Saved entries
----------------------------------------

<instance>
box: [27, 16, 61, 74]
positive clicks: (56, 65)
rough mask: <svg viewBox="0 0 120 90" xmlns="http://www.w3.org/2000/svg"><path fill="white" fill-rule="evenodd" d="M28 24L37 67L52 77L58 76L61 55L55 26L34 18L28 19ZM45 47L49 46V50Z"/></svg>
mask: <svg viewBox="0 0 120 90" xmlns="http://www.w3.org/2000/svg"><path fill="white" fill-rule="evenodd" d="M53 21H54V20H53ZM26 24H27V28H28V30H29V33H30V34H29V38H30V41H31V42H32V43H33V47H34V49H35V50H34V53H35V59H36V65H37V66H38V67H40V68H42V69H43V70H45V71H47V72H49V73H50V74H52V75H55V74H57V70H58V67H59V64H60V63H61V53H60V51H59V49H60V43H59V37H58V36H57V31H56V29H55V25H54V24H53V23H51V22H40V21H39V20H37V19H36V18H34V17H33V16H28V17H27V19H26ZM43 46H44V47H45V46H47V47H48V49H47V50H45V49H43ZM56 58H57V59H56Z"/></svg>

----------------------------------------

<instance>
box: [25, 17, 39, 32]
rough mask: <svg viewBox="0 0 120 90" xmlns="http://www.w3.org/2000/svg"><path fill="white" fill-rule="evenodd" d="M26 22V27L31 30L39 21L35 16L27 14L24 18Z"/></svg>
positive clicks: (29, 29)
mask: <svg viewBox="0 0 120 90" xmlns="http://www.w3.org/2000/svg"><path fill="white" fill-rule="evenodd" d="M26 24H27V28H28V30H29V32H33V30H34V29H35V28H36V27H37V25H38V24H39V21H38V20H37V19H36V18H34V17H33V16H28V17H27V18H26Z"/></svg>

----------------------------------------

*EXERCISE PROMPT*
Beginning at the line above with "box: [25, 17, 39, 32]" and finishing at the line with "22V27L31 30L39 21L35", return each line exactly and return nothing else.

*WORKED SOLUTION*
box: [25, 17, 39, 32]
rough mask: <svg viewBox="0 0 120 90" xmlns="http://www.w3.org/2000/svg"><path fill="white" fill-rule="evenodd" d="M26 22V27L31 30L39 21L35 16L27 14L24 18Z"/></svg>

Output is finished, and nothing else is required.